_YOUR TASK_
Retype each line below without a single alteration.

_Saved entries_
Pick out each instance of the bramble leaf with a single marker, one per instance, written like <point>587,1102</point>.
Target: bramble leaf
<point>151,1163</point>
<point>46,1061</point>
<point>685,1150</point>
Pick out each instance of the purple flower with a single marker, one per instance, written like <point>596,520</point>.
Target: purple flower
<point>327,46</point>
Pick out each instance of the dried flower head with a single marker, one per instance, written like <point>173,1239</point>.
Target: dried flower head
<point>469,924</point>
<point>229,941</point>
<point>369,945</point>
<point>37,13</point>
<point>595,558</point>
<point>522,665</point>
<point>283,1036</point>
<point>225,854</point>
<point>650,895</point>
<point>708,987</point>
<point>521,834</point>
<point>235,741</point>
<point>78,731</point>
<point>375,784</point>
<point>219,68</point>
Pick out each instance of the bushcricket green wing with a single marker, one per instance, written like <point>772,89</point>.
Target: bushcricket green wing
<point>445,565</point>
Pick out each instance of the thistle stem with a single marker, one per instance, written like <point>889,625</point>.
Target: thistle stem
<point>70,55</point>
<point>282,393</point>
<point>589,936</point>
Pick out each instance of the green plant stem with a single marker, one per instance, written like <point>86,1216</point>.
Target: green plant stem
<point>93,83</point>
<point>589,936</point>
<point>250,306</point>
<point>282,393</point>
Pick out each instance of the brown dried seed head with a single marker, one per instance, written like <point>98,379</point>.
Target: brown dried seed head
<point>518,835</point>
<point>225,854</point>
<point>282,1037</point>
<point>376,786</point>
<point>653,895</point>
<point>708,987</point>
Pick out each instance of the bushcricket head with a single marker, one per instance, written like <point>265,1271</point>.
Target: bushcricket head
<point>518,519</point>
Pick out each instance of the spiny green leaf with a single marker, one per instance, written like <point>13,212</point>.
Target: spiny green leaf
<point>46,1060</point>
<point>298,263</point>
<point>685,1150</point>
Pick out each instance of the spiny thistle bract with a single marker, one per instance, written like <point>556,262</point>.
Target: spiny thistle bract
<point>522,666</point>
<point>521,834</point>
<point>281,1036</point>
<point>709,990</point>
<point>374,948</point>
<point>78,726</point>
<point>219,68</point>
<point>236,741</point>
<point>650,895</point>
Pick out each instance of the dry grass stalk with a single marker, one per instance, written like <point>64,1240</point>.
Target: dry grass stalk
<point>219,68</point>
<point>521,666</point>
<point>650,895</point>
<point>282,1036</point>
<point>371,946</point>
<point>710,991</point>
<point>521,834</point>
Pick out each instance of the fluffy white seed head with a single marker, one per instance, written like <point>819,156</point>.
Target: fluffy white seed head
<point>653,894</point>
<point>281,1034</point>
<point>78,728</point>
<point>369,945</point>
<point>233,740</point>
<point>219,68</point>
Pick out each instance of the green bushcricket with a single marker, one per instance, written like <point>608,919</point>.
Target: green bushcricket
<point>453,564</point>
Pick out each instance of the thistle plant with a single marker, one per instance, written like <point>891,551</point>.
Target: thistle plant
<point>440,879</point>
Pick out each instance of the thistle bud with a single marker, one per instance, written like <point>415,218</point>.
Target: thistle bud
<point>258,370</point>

_RESULT BELOW_
Pick out each instance of the bramble leaf with a single marker, one per instance, written like <point>587,1102</point>.
Target: bramble leaf
<point>151,1163</point>
<point>46,1061</point>
<point>685,1150</point>
Pick out each instance of the purple flower with a single marker, one per instance, written like <point>596,520</point>.
Target: purple flower
<point>327,46</point>
Pick out each instance of the dried flower head with a single marker, one per instance, written like <point>173,1239</point>.
Target: dried flower head
<point>469,924</point>
<point>229,941</point>
<point>369,945</point>
<point>37,13</point>
<point>595,558</point>
<point>522,665</point>
<point>283,1036</point>
<point>225,854</point>
<point>650,895</point>
<point>708,987</point>
<point>521,834</point>
<point>235,741</point>
<point>78,731</point>
<point>375,784</point>
<point>219,68</point>
Pick out each instance of the bushcricket green wing with a single marker, one per instance, written like <point>772,89</point>.
Target: bushcricket green wing
<point>445,565</point>
Pick out each instance of the thistle stem with a single marker, one per instance, written like <point>889,625</point>.
Target: thistle stem
<point>70,55</point>
<point>282,393</point>
<point>589,936</point>
Pick out each instance of the green plant stem with a single marker, one per instance, written like <point>86,1216</point>.
Target: green plant stem
<point>93,83</point>
<point>589,936</point>
<point>250,306</point>
<point>282,393</point>
Pick out each instance of the brown dried seed head with a single marker, one per instance, written like <point>98,379</point>.
Target: brown dried seed head
<point>518,835</point>
<point>225,854</point>
<point>282,1037</point>
<point>376,786</point>
<point>653,895</point>
<point>708,987</point>
Pick out each instance of the bushcricket head with a single marker, one per instance, written like <point>265,1271</point>.
Target: bushcricket head
<point>518,519</point>
Pick out each instance of the spiny green leaf with a single marker, one per instance, written like <point>13,212</point>.
Target: spiny green leaf
<point>46,1060</point>
<point>298,263</point>
<point>685,1150</point>
Pick out each instance of the spiny thistle bract with a single marker, one per instance, written like <point>556,262</point>.
Target: spiny thistle bract
<point>522,666</point>
<point>521,834</point>
<point>281,1036</point>
<point>709,990</point>
<point>374,948</point>
<point>78,726</point>
<point>219,68</point>
<point>236,741</point>
<point>650,895</point>
Pick out each instance of the dry grass stalk with a single marker, one per instance, written like <point>64,1240</point>.
Target: dry grass stalk
<point>219,68</point>
<point>521,666</point>
<point>650,895</point>
<point>282,1036</point>
<point>371,946</point>
<point>710,991</point>
<point>521,834</point>
Pick out each instance of the fluffy white seed head with a single marker, one per instance, written like <point>819,156</point>.
Target: fluffy white seed head
<point>653,894</point>
<point>281,1034</point>
<point>78,728</point>
<point>369,945</point>
<point>233,740</point>
<point>219,68</point>
Pick out each instance of the green bushcricket with a single marker, one per instance, written like <point>608,919</point>.
Target: green bushcricket
<point>453,564</point>
Pick out each instance of the thistle plant with a single marker, one per instance, written like <point>891,551</point>.
Target: thistle plant
<point>440,879</point>
Pick out each instance of the thistle bud with a single marker, one per instance, written like <point>415,218</point>.
Target: thistle bud
<point>258,370</point>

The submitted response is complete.